**WHAT TO WORK ON**
State how many lines in the entries below hold the string "cloudy", and give nothing besides that number.

**Data entries**
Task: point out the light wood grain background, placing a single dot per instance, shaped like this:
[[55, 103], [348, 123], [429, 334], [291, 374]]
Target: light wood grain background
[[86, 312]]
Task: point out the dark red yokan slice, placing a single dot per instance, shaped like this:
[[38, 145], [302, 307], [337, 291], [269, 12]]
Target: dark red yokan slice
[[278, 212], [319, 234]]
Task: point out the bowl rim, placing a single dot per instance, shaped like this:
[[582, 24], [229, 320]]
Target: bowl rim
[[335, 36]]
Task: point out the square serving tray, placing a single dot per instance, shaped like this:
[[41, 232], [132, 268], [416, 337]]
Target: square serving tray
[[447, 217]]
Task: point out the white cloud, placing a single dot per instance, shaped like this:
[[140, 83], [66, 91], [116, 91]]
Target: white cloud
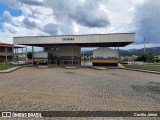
[[44, 17]]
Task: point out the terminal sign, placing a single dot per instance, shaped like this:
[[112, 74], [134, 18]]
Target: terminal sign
[[67, 39]]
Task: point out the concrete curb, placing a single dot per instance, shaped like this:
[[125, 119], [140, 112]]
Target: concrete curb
[[10, 69], [100, 68], [70, 67], [140, 70]]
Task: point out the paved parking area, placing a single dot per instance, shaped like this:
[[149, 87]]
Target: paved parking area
[[30, 88]]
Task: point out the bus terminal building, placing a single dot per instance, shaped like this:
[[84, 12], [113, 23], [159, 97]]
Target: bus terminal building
[[66, 49]]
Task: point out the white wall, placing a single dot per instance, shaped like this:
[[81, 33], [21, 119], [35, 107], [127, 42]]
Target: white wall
[[65, 51]]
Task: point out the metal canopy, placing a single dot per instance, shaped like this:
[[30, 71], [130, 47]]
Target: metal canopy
[[93, 40]]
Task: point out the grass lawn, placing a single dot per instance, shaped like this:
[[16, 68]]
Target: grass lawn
[[144, 67], [4, 66]]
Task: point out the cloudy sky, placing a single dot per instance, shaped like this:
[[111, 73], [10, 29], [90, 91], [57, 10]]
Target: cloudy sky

**ANSWER TO THE PROBLEM**
2